Problem: Retype word for word the part of the text on interest rates and the GST that opens with the words containing "NZ Quarterly Price" and closes with "interest rate trigger.".

Document text:
This does not mean that there will be no further interest rate increases. For one thing, nobody knows whether and/or for how long the productivity surge will last. It is also said that it is difficult to change the view of the Reserve Bank Governor, who appears to want to establish a higher "base" from which rates could be further increased to deal with any inflationary upsurge next year from the GST price effects and/or the stimulus to demand from the tax cuts that are the fiscal price of introducing the GST.

There is no denying that these constitute a potential threat to price stability and I was told in Canberra that the decision to increase taxation via the notorious Timor tax reflected real concern that there was a need to be seen as sustaining a responsible fiscal strategy in the circumstances that would prevail in 2000-01. However, it seems very strange that a Coalition Government should decide to apply the Timor tax only on the "rich", particularly when it should be supporting a flattening of the rate scales (the upper income groups were treated better by Keating!). A far better strategy would have been to use the situation to cut middle class welfare. (Incidentally, the betting in Canberra is that the Timor tax will stay on in order to finance an on-going lift in defence expenditure. Belatedly, the Government has realised that it allowed such spending to fall to too low a level at less than 2 per cent of GDP).

As to GST price effects, as Prof Freebairn pointed out at the Melbourne Institute forum, the New Zealand experience suggests that there should be no lasting effects. The following table (from Freebairn) shows the NZ CPI changes between the September quarter of 1986 (a 10% GST was introduced in October 1986) and the March quarter of 1987 and between the June quarter of 1989 (the GST rate was increased to 12.5 per cent in July 1989) and the December quarter of the same year.

NZ Quarterly Price Change

Sept Quarter 1986 3.3
Dec Quarter 1986 8.9
March Quarter 1987 2.4
June Quarter 1989 1.2
Sept Quarter 1989 3.5
Dec Quarter 1989 1.2

The Government should not rely only on the Reserve Bank to inform the public of the expected extent and duration of price increases from the GST, and of the need to avoid flow-ons into wages. It will need to mount its own information/massaging campaign next year. The success or otherwise of this campaign could be of considerable importance in keeping the Governor's finger off the interest rate trigger.

Victorian Government Taxing and Spending Levels - The Age's Continuing Errors

The Age and its journalists have played a significant role in developing the widespread perception that standards of key government services were run down during the Kennett Government's period in office. In last month's newsletter I pointed out that this was incorrect and that Victorian taxes were almost 7 per cent above the States' average when Kennett left office.

This produced an irate response from The Age's economics editor, Tim Colebatch, who complained that I am "resistant to learning anything from those you see as ideological enemies" and proceeded to try to "educate" me as to the real picture. The only trouble was that Tim's basic analysis was quite wrong! The exchange between us is attached. To date, Tim has not acknowledged his errors.

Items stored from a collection
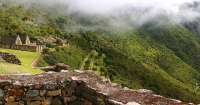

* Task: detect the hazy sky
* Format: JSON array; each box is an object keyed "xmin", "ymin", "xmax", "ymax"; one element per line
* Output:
[{"xmin": 66, "ymin": 0, "xmax": 197, "ymax": 13}]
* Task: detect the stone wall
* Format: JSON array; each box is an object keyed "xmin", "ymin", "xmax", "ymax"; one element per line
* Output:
[
  {"xmin": 0, "ymin": 43, "xmax": 46, "ymax": 52},
  {"xmin": 0, "ymin": 51, "xmax": 21, "ymax": 65},
  {"xmin": 35, "ymin": 63, "xmax": 70, "ymax": 72},
  {"xmin": 0, "ymin": 70, "xmax": 195, "ymax": 105}
]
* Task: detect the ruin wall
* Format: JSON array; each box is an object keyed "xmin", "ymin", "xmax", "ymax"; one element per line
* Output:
[
  {"xmin": 0, "ymin": 51, "xmax": 21, "ymax": 65},
  {"xmin": 0, "ymin": 70, "xmax": 193, "ymax": 105}
]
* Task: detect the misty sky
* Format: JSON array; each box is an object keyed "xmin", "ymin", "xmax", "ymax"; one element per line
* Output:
[{"xmin": 67, "ymin": 0, "xmax": 197, "ymax": 13}]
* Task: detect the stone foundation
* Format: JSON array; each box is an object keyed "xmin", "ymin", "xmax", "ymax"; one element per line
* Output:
[
  {"xmin": 0, "ymin": 51, "xmax": 21, "ymax": 65},
  {"xmin": 35, "ymin": 63, "xmax": 70, "ymax": 72},
  {"xmin": 0, "ymin": 70, "xmax": 191, "ymax": 105}
]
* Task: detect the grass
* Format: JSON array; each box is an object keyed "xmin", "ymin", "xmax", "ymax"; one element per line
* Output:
[
  {"xmin": 0, "ymin": 48, "xmax": 43, "ymax": 75},
  {"xmin": 0, "ymin": 48, "xmax": 41, "ymax": 65}
]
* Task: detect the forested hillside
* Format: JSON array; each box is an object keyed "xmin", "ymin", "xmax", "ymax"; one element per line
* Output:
[{"xmin": 0, "ymin": 0, "xmax": 200, "ymax": 103}]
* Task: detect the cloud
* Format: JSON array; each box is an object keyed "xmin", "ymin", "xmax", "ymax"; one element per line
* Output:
[{"xmin": 5, "ymin": 0, "xmax": 200, "ymax": 30}]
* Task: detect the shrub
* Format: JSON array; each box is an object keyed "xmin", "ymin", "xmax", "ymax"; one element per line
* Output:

Solution to the exercise:
NZ Quarterly Price Change

Sept Quarter 1986 3.3
Dec Quarter 1986 8.9
March Quarter 1987 2.4
June Quarter 1989 1.2
Sept Quarter 1989 3.5
Dec Quarter 1989 1.2

The Government should not rely only on the Reserve Bank to inform the public of the expected extent and duration of price increases from the GST, and of the need to avoid flow-ons into wages. It will need to mount its own information/massaging campaign next year. The success or otherwise of this campaign could be of considerable importance in keeping the Governor's finger off the interest rate trigger.